Data records
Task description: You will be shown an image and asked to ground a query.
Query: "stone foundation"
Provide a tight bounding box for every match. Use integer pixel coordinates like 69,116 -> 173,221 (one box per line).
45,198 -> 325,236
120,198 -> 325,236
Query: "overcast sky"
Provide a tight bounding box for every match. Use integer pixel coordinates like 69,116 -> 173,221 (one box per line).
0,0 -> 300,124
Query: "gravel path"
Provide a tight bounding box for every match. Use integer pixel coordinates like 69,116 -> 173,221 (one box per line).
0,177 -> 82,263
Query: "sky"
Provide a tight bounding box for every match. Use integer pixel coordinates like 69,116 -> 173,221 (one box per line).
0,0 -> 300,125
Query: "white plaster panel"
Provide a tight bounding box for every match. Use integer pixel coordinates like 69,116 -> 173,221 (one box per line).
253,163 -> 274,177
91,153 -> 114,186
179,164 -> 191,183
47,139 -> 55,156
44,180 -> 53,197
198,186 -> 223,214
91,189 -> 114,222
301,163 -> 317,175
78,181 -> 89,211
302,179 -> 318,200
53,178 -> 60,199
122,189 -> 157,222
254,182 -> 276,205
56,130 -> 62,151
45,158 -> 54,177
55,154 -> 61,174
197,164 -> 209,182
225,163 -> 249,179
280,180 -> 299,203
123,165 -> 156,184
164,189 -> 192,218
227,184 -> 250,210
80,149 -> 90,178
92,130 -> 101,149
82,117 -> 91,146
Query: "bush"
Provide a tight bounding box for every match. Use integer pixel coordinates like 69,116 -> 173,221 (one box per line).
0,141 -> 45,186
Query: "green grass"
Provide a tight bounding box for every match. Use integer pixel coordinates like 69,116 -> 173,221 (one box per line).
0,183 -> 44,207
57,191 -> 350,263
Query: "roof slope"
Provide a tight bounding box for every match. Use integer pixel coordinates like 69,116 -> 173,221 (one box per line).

• AIM OF THE EXERCISE: Quote the listing from its very first line down to the line containing "0,0 -> 300,124", with both of those lines included.

• EXERCISE RESULT:
Task description: You will be shown an image and asked to ground a query.
Query: "stone foundation"
Provide a tight bounding box for every match. Use integer pixel coordinates like 69,116 -> 173,221 (one box per line).
45,198 -> 325,236
120,198 -> 325,236
Query: "overcast sky"
Provide a tight bounding box for every match. Use integer pixel coordinates like 69,116 -> 173,221 (one box per line).
0,0 -> 300,124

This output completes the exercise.